Source document:

--------------------------------------------------

Finding: Realistic operating margins depend on realistic operating revenues.

Background: The litmus test of the CHSRA’s ability to attract $38-54Billion of private
capital will be the perceived reasonableness of both aspects of their projected operating
margin (or operating surplus) – the ability to gather estimated revenues and pay operating
expenses to create a long-term stream of positive operating margins and therefore a Return
On Investment (ROI) for investors. This Note addresses the reasonableness of CHSRA’s
assumptions about its revenues.

Several authors with backgrounds in operating businesses pointed out problems with
revenue assumptions in the Authority’s 2009 Business Plan. 1 Among those are:
With a full cost-recovery, round trip cost of a SF-LA auto trip at about $412, and
gasoline-only trip at about $200, the Authority’s $840 round trip for a family of four doesn’t
seem financially attractive. Nor would more realistic train round trip tickets for four at
$1520.2 If over half of all their 39,000,000 riders in 2030 are to come from displacing auto
trips, the Authority has a passenger volume and therefore revenue problem.3

The Authority set their baseline airline ticket prices higher than they should be. That
overstatement inflates all the train’s revenues since train ticket prices were set at 83% of
airline ticket prices.4 Decreasing the baseline airfare would decrease train revenues since
cannibalizing air or auto passenger traffic is the market segments the CHSRA envisions.

--------------------------------------------------

Required task A: Display each line of the records that contains the string "blue".
The rail revenue text and the records are unrelated to each other.

--------------------------------------------------

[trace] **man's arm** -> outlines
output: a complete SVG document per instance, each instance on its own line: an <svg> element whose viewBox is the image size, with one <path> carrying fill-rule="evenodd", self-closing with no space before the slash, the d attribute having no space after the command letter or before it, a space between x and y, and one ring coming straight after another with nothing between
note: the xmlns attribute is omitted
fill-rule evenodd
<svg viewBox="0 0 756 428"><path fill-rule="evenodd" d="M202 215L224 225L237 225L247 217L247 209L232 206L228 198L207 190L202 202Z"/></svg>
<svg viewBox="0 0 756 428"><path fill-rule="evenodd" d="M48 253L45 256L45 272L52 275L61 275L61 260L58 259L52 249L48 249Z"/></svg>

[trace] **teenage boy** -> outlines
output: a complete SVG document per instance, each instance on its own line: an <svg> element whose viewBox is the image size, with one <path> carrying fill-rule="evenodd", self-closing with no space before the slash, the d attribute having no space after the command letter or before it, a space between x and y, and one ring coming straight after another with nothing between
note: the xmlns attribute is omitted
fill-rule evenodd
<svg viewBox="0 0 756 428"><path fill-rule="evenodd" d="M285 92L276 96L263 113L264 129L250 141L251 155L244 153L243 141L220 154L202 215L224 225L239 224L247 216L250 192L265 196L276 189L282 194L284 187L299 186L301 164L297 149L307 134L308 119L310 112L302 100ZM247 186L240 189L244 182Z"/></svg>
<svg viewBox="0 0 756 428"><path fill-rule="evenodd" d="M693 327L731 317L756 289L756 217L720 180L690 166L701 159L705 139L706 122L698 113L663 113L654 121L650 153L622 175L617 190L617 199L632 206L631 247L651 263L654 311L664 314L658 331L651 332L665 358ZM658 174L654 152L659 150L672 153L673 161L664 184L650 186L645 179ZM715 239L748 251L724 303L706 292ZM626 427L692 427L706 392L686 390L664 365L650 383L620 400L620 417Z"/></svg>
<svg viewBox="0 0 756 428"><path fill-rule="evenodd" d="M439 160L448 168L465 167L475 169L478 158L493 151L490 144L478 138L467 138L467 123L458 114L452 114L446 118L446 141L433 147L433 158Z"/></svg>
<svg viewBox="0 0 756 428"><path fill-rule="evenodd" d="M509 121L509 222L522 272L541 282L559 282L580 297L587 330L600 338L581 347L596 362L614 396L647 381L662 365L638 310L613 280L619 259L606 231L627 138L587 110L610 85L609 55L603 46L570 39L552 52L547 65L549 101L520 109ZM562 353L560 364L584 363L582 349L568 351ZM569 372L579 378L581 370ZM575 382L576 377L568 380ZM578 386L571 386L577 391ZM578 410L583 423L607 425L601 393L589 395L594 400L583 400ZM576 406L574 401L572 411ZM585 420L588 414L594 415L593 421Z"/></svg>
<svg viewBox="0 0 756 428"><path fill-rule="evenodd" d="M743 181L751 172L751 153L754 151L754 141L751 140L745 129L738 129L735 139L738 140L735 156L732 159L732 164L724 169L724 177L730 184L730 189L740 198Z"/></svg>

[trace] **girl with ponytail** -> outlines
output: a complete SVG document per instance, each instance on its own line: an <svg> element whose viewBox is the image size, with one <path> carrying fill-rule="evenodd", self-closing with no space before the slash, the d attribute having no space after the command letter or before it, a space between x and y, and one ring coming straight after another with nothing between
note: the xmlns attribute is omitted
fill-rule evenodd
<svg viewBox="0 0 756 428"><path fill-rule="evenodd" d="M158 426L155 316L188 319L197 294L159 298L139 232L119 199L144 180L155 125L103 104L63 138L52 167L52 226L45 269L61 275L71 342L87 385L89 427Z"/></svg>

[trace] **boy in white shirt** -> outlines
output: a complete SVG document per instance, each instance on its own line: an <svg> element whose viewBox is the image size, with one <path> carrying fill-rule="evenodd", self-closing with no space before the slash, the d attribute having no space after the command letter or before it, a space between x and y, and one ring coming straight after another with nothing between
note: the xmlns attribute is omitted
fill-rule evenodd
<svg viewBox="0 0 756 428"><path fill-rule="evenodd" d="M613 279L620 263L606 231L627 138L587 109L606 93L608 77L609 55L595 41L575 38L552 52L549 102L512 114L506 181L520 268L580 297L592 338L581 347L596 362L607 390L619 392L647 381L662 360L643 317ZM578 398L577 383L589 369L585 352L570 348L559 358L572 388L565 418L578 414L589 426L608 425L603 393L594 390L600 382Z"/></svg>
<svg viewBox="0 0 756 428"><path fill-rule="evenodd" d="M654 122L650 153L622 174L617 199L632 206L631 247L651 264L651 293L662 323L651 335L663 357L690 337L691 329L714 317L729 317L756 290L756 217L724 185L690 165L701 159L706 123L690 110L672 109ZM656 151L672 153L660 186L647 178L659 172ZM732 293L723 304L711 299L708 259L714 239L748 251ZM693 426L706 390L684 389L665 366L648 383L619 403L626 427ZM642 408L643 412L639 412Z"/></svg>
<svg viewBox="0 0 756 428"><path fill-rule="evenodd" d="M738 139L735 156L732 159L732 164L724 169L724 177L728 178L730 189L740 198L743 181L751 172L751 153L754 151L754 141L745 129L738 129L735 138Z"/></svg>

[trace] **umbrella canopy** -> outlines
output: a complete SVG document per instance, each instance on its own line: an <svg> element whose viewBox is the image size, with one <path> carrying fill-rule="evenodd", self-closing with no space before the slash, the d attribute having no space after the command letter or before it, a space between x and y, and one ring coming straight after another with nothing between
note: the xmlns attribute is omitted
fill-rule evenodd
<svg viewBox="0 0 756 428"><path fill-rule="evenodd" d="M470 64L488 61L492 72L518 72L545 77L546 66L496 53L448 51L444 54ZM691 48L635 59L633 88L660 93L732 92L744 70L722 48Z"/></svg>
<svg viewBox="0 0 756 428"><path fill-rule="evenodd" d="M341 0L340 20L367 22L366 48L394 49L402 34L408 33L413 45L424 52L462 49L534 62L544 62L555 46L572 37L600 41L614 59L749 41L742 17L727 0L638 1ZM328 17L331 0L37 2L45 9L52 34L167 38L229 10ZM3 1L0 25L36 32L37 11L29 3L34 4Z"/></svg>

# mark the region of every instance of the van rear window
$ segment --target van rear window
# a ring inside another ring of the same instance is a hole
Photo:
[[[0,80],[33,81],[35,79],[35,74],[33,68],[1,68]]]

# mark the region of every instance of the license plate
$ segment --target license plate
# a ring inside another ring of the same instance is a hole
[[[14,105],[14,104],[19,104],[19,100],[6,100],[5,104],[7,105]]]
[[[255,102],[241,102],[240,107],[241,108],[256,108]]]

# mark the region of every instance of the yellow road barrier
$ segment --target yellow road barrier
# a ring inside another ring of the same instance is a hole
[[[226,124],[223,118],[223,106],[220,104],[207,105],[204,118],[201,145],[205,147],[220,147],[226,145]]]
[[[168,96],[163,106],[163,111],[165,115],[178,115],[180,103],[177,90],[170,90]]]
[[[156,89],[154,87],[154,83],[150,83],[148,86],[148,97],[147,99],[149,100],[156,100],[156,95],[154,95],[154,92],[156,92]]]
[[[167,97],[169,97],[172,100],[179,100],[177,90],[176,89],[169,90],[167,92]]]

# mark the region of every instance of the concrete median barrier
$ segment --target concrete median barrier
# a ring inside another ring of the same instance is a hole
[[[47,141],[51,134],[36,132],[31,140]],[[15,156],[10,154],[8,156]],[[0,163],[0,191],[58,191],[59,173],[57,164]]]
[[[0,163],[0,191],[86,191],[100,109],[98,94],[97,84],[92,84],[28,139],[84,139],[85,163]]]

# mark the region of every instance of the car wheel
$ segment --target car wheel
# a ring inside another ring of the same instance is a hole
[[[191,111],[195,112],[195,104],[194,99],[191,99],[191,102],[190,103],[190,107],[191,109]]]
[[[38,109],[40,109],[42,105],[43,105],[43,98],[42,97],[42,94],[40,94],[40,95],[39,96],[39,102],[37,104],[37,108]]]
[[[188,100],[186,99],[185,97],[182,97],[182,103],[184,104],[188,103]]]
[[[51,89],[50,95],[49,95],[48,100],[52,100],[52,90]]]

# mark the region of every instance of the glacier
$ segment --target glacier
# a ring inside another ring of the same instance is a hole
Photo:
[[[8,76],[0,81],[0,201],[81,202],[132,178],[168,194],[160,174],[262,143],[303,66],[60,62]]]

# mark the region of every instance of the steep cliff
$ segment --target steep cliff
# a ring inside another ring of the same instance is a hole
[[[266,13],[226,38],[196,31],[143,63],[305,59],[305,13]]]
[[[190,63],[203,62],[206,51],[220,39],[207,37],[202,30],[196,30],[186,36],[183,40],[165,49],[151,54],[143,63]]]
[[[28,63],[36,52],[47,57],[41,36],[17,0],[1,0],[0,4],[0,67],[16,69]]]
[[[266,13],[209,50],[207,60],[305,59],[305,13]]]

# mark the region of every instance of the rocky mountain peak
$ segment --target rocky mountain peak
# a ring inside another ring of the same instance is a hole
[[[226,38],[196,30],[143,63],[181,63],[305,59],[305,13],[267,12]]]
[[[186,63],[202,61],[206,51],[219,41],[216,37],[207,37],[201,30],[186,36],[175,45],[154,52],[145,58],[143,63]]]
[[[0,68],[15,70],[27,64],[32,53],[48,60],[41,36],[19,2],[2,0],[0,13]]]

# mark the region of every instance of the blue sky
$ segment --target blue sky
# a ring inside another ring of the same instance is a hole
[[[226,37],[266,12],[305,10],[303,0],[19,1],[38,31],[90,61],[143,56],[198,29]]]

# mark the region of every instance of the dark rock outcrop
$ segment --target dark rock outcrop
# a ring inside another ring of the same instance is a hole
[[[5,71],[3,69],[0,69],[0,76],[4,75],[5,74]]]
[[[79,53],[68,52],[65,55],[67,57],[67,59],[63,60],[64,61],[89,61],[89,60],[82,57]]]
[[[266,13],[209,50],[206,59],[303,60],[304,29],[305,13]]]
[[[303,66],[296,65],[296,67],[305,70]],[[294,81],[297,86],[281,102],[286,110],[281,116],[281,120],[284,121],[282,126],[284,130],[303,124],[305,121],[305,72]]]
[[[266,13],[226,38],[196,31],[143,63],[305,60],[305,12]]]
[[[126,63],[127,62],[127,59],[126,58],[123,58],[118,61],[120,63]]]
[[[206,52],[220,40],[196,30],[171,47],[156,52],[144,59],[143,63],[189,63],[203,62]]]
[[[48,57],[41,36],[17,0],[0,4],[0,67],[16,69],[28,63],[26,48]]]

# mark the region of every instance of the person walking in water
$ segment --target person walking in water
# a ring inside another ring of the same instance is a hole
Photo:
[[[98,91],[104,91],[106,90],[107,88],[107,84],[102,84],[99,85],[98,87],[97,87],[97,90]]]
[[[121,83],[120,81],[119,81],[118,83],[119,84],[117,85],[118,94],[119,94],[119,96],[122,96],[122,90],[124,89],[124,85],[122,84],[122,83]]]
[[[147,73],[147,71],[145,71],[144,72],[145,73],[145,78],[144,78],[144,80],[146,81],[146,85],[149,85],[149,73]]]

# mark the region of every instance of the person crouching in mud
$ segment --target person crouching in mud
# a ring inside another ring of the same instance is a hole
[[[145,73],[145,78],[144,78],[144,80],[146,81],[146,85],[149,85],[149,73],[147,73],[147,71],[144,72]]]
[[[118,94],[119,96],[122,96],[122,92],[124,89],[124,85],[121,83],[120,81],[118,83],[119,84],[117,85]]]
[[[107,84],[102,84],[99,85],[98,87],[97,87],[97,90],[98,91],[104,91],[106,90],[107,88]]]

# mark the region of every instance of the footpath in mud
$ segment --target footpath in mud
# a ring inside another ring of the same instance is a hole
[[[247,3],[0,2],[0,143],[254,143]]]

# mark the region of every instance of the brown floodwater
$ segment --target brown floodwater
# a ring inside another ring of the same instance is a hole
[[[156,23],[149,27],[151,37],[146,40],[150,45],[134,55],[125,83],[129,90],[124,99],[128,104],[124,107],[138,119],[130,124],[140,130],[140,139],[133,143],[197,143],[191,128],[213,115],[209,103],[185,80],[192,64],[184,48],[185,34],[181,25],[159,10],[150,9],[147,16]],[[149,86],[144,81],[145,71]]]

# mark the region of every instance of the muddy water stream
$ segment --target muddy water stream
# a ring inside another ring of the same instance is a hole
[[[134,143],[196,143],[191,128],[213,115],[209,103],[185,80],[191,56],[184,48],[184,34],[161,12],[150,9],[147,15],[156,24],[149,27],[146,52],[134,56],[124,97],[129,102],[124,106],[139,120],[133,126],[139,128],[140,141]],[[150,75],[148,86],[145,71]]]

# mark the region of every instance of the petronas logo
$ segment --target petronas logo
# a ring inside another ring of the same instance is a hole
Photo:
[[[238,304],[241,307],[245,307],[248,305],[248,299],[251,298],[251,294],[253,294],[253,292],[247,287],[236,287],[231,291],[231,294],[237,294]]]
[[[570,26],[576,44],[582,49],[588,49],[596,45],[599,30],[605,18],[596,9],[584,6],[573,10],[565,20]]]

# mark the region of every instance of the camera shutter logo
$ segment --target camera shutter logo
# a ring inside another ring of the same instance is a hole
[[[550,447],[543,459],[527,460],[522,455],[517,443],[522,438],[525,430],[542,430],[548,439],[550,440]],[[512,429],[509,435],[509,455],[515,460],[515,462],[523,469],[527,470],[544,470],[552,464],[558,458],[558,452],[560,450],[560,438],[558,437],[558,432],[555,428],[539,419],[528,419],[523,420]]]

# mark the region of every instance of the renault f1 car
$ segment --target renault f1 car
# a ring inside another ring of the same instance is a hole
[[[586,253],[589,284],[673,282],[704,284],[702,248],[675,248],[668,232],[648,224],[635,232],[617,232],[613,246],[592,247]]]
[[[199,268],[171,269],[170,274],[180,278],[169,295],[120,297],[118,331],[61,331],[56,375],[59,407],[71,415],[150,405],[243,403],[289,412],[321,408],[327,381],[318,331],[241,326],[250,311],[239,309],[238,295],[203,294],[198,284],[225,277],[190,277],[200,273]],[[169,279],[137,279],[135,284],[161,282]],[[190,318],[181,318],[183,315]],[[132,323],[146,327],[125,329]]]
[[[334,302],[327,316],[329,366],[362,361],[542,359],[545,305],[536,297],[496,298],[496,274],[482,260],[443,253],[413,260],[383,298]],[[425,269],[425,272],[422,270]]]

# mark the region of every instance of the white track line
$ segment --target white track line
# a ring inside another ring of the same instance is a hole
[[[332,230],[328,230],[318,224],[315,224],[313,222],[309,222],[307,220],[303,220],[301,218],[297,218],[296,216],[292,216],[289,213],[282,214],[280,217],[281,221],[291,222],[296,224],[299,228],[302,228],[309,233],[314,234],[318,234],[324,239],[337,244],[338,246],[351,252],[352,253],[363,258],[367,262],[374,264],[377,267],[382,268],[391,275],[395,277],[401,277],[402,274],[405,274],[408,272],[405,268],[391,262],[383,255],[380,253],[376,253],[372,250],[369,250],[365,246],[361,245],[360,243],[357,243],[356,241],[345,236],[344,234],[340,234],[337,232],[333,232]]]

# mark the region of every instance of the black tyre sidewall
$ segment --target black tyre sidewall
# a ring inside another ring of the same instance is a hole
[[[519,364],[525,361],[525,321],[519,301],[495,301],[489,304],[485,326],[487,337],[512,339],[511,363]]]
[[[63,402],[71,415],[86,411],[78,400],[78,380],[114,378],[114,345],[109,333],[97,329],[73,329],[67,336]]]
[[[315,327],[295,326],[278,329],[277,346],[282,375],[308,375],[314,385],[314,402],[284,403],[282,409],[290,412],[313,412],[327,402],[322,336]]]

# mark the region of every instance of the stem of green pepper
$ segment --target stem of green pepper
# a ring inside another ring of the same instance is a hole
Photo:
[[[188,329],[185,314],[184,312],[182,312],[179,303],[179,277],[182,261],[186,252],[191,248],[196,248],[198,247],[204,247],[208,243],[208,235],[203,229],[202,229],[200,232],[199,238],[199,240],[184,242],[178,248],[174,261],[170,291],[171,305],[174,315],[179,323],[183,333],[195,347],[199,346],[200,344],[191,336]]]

--------------------------------------------------

Required task B: Rewrite the part of the rail revenue text that opens with the words "The Authority set" and closes with "the CHSRA envisions.", swapping every "airline" for "plane".

Response A:
# mark the region of every instance of the blue sky
$ segment --target blue sky

Response B:
The Authority set their baseline plane ticket prices higher than they should be. That
overstatement inflates all the train’s revenues since train ticket prices were set at 83% of
plane ticket prices.4 Decreasing the baseline airfare would decrease train revenues since
cannibalizing air or auto passenger traffic is the market segments the CHSRA envisions.